** BEGIN Records for processing **
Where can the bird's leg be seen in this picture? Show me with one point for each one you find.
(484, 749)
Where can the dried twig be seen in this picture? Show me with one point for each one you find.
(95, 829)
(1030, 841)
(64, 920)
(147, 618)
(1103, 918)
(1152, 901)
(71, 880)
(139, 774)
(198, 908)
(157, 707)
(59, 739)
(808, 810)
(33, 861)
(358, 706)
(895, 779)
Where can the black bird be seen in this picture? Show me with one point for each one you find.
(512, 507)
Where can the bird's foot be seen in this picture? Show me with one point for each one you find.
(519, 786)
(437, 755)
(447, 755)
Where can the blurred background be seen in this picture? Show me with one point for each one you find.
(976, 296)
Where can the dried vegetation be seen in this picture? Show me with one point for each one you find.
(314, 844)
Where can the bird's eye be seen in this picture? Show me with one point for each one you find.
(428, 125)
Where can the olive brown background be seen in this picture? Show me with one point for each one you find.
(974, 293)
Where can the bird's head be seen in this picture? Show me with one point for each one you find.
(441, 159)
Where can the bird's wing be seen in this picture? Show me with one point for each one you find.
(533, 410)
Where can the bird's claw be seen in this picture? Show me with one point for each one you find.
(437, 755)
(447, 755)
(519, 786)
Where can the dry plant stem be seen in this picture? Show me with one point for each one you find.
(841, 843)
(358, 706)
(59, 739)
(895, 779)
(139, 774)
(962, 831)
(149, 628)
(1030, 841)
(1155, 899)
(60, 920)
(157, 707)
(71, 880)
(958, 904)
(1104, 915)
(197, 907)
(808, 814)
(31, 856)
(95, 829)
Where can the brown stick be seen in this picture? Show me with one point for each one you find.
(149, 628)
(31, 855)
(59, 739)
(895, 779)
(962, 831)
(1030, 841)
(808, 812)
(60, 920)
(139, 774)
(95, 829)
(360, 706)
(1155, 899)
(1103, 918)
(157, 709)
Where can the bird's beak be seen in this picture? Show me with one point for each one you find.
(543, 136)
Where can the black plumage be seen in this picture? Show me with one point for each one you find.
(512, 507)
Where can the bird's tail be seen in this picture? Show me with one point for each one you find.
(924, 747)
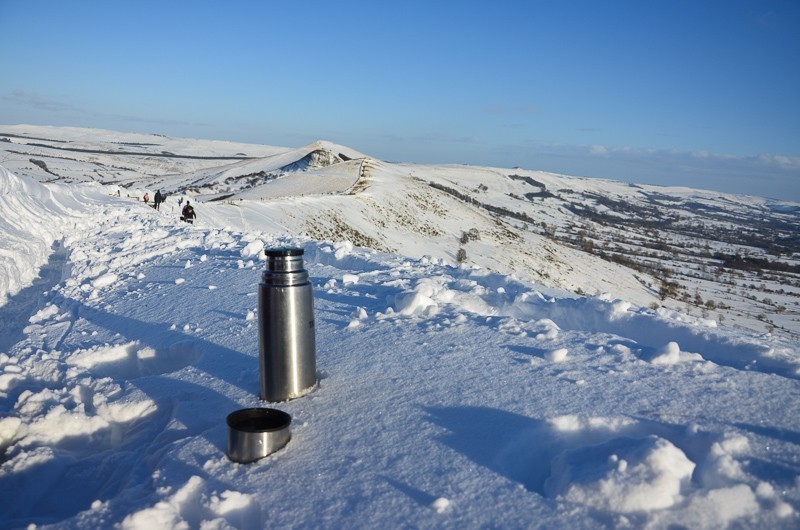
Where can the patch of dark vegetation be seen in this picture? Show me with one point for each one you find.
(752, 263)
(43, 166)
(252, 180)
(134, 153)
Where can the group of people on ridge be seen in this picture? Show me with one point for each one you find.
(187, 213)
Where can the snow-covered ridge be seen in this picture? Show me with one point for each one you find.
(449, 396)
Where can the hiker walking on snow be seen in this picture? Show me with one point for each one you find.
(188, 213)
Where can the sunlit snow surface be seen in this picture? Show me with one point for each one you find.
(448, 397)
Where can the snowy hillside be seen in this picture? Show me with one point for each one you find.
(728, 258)
(458, 396)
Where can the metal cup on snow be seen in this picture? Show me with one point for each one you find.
(287, 343)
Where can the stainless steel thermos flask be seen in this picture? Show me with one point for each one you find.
(287, 343)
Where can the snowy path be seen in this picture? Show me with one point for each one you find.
(447, 398)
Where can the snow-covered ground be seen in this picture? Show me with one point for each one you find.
(448, 396)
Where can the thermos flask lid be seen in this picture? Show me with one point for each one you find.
(256, 432)
(283, 252)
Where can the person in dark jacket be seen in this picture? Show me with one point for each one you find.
(188, 213)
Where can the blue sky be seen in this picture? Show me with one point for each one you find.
(700, 93)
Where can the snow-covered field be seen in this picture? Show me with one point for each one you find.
(448, 396)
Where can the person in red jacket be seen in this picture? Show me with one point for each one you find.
(188, 213)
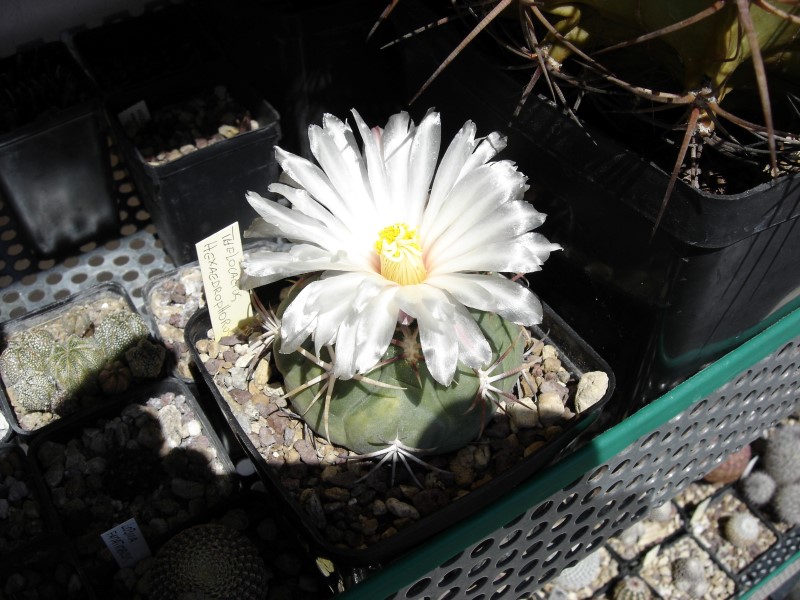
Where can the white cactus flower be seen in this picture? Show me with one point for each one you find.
(397, 239)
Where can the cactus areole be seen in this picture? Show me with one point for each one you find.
(404, 330)
(417, 411)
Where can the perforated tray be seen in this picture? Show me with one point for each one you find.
(514, 547)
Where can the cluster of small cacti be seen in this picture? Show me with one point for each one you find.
(631, 588)
(208, 561)
(777, 483)
(42, 373)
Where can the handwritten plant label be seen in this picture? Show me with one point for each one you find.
(126, 543)
(220, 256)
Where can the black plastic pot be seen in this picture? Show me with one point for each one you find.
(200, 193)
(96, 303)
(718, 269)
(55, 171)
(138, 478)
(577, 357)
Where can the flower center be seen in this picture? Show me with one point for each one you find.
(401, 255)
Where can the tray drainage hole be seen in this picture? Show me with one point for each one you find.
(449, 577)
(523, 585)
(481, 548)
(698, 408)
(649, 441)
(533, 550)
(561, 522)
(591, 495)
(510, 539)
(541, 510)
(598, 474)
(585, 515)
(579, 534)
(477, 585)
(506, 558)
(450, 594)
(567, 502)
(536, 530)
(418, 588)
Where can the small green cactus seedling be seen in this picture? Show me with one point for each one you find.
(689, 576)
(780, 455)
(119, 332)
(37, 392)
(208, 561)
(25, 354)
(758, 488)
(580, 575)
(631, 588)
(398, 403)
(146, 359)
(75, 363)
(741, 529)
(786, 503)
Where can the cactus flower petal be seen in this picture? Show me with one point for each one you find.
(396, 237)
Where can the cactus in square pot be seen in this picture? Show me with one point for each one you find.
(400, 335)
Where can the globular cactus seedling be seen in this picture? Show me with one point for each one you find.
(631, 588)
(689, 576)
(74, 364)
(210, 561)
(758, 488)
(786, 503)
(781, 453)
(741, 529)
(26, 354)
(580, 575)
(120, 331)
(398, 403)
(731, 468)
(37, 392)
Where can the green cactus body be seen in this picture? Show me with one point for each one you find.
(423, 414)
(631, 588)
(26, 354)
(75, 363)
(119, 332)
(37, 392)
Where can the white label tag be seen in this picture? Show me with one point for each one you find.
(220, 256)
(134, 116)
(126, 543)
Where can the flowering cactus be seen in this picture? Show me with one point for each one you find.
(410, 324)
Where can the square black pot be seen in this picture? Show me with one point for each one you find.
(55, 170)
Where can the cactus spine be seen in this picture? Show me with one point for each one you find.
(422, 415)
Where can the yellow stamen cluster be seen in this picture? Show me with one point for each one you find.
(401, 254)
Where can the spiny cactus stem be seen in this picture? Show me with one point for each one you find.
(329, 383)
(395, 451)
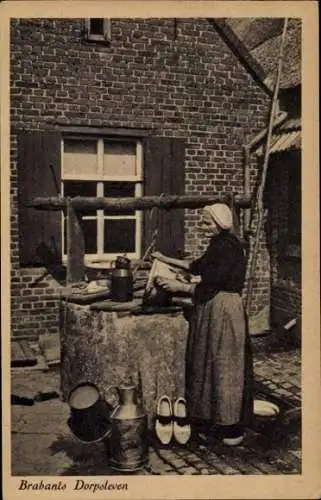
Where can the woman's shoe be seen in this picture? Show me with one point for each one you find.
(234, 441)
(164, 420)
(232, 435)
(182, 428)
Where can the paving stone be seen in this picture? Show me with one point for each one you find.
(178, 462)
(188, 470)
(43, 445)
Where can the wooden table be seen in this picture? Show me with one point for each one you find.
(106, 347)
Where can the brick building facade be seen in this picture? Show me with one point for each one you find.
(179, 80)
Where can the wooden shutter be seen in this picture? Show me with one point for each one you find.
(164, 163)
(38, 175)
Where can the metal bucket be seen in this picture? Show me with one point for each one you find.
(89, 417)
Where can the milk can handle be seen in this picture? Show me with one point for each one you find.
(108, 389)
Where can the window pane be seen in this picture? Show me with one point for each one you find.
(120, 189)
(80, 157)
(81, 188)
(119, 236)
(119, 158)
(97, 26)
(90, 234)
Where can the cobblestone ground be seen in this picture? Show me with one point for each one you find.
(42, 443)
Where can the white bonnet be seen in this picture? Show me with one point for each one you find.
(221, 214)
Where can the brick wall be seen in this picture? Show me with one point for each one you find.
(190, 86)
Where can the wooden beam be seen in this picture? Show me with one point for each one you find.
(144, 203)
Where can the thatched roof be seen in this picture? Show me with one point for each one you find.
(262, 37)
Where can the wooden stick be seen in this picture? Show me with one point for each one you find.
(165, 202)
(260, 207)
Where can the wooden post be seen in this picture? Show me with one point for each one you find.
(75, 247)
(260, 207)
(165, 202)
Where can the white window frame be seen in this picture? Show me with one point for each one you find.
(95, 37)
(101, 258)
** END Records for processing **
> **Request**: Reproduce the data from the line containing "Where can the wooden post" through the end of the data, inclusive, replacing "window frame" with "door frame" and leaving everything else unchanged. Give only those lines.

> **Answer to the exercise**:
Where can the wooden post be seen in this picture? Show me with one point for each one you find.
(75, 247)
(260, 207)
(165, 202)
Where can the white door frame be seen in this picture? Show me with one point for each one you find.
(95, 37)
(101, 258)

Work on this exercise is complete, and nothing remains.